### What to produce
Count the lines in the listing below that contain the string "midrib", and reply with the number alone.

--

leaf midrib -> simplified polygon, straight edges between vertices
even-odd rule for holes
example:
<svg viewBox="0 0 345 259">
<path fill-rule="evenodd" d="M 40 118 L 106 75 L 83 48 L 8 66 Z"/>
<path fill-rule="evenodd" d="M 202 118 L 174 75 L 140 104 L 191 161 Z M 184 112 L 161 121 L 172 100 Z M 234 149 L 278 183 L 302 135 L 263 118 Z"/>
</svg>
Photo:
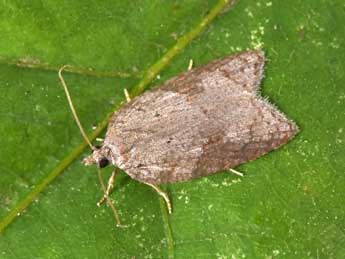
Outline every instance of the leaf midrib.
<svg viewBox="0 0 345 259">
<path fill-rule="evenodd" d="M 208 15 L 197 24 L 194 28 L 192 28 L 187 34 L 180 37 L 176 44 L 172 46 L 162 58 L 160 58 L 156 63 L 154 63 L 145 73 L 142 80 L 134 87 L 133 91 L 131 91 L 130 96 L 135 97 L 141 94 L 146 87 L 152 82 L 152 80 L 156 77 L 156 75 L 163 70 L 171 61 L 172 59 L 178 55 L 194 38 L 196 38 L 200 33 L 220 14 L 222 11 L 232 4 L 233 0 L 219 0 L 218 3 L 214 5 L 214 7 L 209 11 Z M 42 69 L 41 66 L 32 66 L 30 64 L 19 64 L 16 62 L 6 62 L 6 60 L 2 59 L 8 65 L 20 65 L 23 67 L 31 67 L 34 69 Z M 44 69 L 44 67 L 43 67 Z M 48 70 L 55 70 L 54 68 L 48 66 Z M 85 71 L 70 71 L 71 73 L 80 73 L 85 74 Z M 101 72 L 93 71 L 96 76 L 109 76 L 107 74 L 102 74 Z M 111 76 L 118 74 L 121 76 L 121 73 L 114 72 Z M 108 121 L 112 114 L 117 111 L 125 102 L 121 102 L 116 104 L 111 111 L 105 116 L 105 118 L 99 123 L 96 130 L 90 134 L 89 139 L 93 141 L 96 139 L 100 133 L 105 130 L 107 127 Z M 87 143 L 83 142 L 78 145 L 65 159 L 63 159 L 53 171 L 44 178 L 35 188 L 26 195 L 14 208 L 10 210 L 10 212 L 0 221 L 0 233 L 2 233 L 5 228 L 10 225 L 17 215 L 19 215 L 24 209 L 26 209 L 37 197 L 38 195 L 43 192 L 47 186 L 52 183 L 56 177 L 58 177 L 77 157 L 79 157 L 84 149 L 87 147 Z M 161 198 L 159 198 L 161 199 Z M 163 217 L 163 224 L 164 224 L 164 232 L 166 235 L 166 239 L 168 241 L 168 256 L 169 258 L 174 258 L 174 240 L 173 235 L 170 227 L 169 216 L 165 211 L 165 204 L 163 200 L 160 200 L 161 204 L 161 211 Z"/>
</svg>

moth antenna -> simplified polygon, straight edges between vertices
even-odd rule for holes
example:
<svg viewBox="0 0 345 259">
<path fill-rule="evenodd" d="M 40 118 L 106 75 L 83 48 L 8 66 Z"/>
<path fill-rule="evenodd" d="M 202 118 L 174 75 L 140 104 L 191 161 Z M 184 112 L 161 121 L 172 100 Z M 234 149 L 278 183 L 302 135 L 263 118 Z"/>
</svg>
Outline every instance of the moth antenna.
<svg viewBox="0 0 345 259">
<path fill-rule="evenodd" d="M 112 200 L 109 198 L 109 195 L 107 193 L 107 188 L 105 187 L 105 184 L 104 184 L 104 181 L 103 181 L 101 168 L 99 168 L 99 166 L 97 166 L 97 170 L 98 170 L 99 182 L 101 183 L 101 187 L 102 187 L 102 190 L 104 192 L 104 198 L 106 199 L 108 205 L 110 206 L 110 208 L 112 209 L 112 211 L 114 213 L 114 216 L 115 216 L 116 221 L 117 221 L 117 226 L 118 227 L 122 227 L 119 213 L 117 212 L 117 209 L 116 209 L 115 205 L 113 204 Z"/>
<path fill-rule="evenodd" d="M 92 150 L 96 150 L 96 147 L 93 146 L 93 145 L 91 144 L 91 141 L 90 141 L 89 138 L 87 137 L 87 135 L 86 135 L 86 133 L 85 133 L 85 130 L 84 130 L 83 126 L 82 126 L 81 123 L 80 123 L 80 120 L 79 120 L 79 118 L 78 118 L 77 112 L 75 111 L 75 108 L 74 108 L 74 105 L 73 105 L 73 102 L 72 102 L 72 99 L 71 99 L 71 95 L 69 94 L 68 87 L 67 87 L 67 85 L 66 85 L 65 80 L 64 80 L 63 77 L 62 77 L 62 71 L 63 71 L 66 67 L 67 67 L 67 65 L 65 65 L 65 66 L 63 66 L 62 68 L 60 68 L 60 70 L 59 70 L 59 78 L 60 78 L 60 82 L 61 82 L 61 84 L 62 84 L 62 86 L 63 86 L 63 88 L 64 88 L 64 90 L 65 90 L 65 93 L 66 93 L 66 97 L 67 97 L 67 100 L 68 100 L 69 107 L 71 108 L 73 117 L 74 117 L 74 119 L 75 119 L 75 121 L 76 121 L 76 123 L 77 123 L 77 125 L 78 125 L 78 127 L 79 127 L 79 130 L 80 130 L 81 134 L 83 135 L 83 137 L 84 137 L 86 143 L 90 146 L 90 148 L 91 148 Z"/>
</svg>

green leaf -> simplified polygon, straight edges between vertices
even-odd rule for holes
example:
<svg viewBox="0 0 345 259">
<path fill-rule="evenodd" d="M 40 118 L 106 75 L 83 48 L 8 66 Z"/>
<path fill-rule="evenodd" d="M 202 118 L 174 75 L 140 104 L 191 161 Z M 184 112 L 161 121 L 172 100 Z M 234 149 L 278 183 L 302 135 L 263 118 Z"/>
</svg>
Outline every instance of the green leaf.
<svg viewBox="0 0 345 259">
<path fill-rule="evenodd" d="M 0 3 L 0 258 L 344 256 L 345 6 L 242 0 L 220 13 L 225 2 Z M 137 95 L 189 59 L 199 66 L 251 48 L 267 55 L 262 95 L 299 135 L 240 166 L 243 178 L 164 186 L 172 215 L 120 173 L 111 197 L 127 228 L 116 227 L 111 210 L 96 206 L 97 171 L 81 164 L 89 151 L 57 70 L 71 65 L 65 80 L 95 138 L 124 88 Z"/>
</svg>

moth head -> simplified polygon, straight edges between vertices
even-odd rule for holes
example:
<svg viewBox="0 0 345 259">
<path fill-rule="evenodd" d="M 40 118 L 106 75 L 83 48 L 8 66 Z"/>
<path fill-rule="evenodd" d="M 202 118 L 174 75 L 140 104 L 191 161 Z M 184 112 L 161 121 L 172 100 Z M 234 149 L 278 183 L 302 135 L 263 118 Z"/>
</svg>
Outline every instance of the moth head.
<svg viewBox="0 0 345 259">
<path fill-rule="evenodd" d="M 97 147 L 92 150 L 92 154 L 83 160 L 85 165 L 97 164 L 99 168 L 104 168 L 109 165 L 110 161 L 108 159 L 109 150 L 103 147 Z"/>
</svg>

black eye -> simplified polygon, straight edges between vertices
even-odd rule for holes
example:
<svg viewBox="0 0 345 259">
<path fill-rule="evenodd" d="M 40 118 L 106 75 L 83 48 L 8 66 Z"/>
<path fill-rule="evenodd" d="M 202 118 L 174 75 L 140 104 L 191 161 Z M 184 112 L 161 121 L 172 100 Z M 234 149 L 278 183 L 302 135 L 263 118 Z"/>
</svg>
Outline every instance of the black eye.
<svg viewBox="0 0 345 259">
<path fill-rule="evenodd" d="M 103 157 L 101 160 L 99 160 L 98 165 L 100 168 L 106 167 L 109 165 L 109 160 Z"/>
</svg>

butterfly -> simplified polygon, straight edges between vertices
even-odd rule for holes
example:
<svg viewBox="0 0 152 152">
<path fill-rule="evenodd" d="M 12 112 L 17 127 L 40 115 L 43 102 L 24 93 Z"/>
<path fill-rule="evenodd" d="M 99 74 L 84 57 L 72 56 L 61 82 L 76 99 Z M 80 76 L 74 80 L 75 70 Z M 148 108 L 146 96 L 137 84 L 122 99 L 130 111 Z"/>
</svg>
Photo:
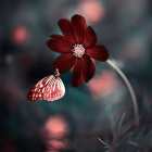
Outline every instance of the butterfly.
<svg viewBox="0 0 152 152">
<path fill-rule="evenodd" d="M 27 99 L 31 102 L 36 100 L 55 101 L 65 94 L 65 87 L 60 78 L 59 69 L 54 75 L 49 75 L 40 79 L 29 91 Z"/>
</svg>

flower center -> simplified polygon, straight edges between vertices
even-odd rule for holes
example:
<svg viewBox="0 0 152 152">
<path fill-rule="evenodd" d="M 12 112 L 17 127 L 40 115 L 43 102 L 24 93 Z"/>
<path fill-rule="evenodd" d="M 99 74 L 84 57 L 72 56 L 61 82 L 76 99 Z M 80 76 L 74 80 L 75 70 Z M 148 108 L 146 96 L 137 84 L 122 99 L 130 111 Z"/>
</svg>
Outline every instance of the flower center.
<svg viewBox="0 0 152 152">
<path fill-rule="evenodd" d="M 81 58 L 85 54 L 85 48 L 83 45 L 74 45 L 74 49 L 72 51 L 74 52 L 74 55 L 77 58 Z"/>
</svg>

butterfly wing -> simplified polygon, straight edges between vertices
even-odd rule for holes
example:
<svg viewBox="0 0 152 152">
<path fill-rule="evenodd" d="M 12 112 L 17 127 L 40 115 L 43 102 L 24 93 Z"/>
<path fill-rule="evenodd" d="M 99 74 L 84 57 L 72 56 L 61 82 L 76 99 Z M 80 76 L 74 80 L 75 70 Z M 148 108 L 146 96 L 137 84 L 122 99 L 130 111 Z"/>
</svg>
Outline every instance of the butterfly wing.
<svg viewBox="0 0 152 152">
<path fill-rule="evenodd" d="M 30 101 L 48 100 L 54 101 L 65 94 L 65 87 L 60 77 L 47 76 L 39 80 L 29 91 L 27 99 Z"/>
<path fill-rule="evenodd" d="M 60 77 L 51 76 L 43 92 L 43 99 L 55 101 L 65 94 L 65 87 Z"/>
<path fill-rule="evenodd" d="M 27 99 L 30 101 L 42 100 L 43 93 L 42 89 L 46 87 L 46 81 L 50 76 L 43 77 L 40 79 L 29 91 Z"/>
</svg>

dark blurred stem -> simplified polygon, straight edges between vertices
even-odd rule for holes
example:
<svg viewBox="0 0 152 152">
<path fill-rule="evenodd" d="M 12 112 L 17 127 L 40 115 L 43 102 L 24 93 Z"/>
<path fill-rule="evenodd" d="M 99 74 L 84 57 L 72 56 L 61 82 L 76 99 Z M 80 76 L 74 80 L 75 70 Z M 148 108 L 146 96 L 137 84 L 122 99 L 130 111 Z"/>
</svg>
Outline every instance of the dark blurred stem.
<svg viewBox="0 0 152 152">
<path fill-rule="evenodd" d="M 125 76 L 125 74 L 115 65 L 115 63 L 113 63 L 111 60 L 107 60 L 106 63 L 113 69 L 115 69 L 115 72 L 122 77 L 122 79 L 124 80 L 125 85 L 128 88 L 128 91 L 131 97 L 132 105 L 134 105 L 135 123 L 136 123 L 136 126 L 138 127 L 139 126 L 139 111 L 138 111 L 137 99 L 136 99 L 136 94 L 132 89 L 132 86 L 130 85 L 130 83 L 129 83 L 128 78 Z"/>
</svg>

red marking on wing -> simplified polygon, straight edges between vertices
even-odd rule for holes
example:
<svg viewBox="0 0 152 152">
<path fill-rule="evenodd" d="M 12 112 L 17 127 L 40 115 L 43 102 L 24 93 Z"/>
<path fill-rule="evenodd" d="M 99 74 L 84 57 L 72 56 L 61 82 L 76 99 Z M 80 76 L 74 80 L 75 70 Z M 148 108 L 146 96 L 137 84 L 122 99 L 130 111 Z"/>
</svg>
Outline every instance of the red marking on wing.
<svg viewBox="0 0 152 152">
<path fill-rule="evenodd" d="M 53 75 L 39 80 L 29 91 L 27 99 L 30 101 L 47 100 L 54 101 L 65 94 L 65 88 L 60 77 Z"/>
</svg>

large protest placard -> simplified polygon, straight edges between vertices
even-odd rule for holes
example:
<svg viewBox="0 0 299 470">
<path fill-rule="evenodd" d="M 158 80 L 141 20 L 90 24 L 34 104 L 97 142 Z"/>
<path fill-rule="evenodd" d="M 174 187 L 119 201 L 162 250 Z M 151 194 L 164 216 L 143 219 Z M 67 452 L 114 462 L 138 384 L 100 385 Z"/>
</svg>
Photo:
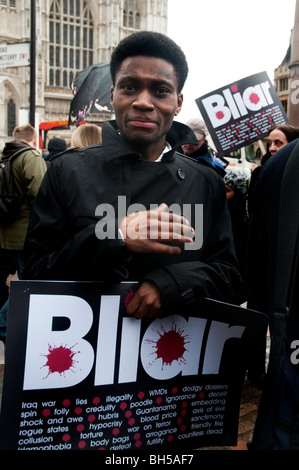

--

### Solution to this exercise
2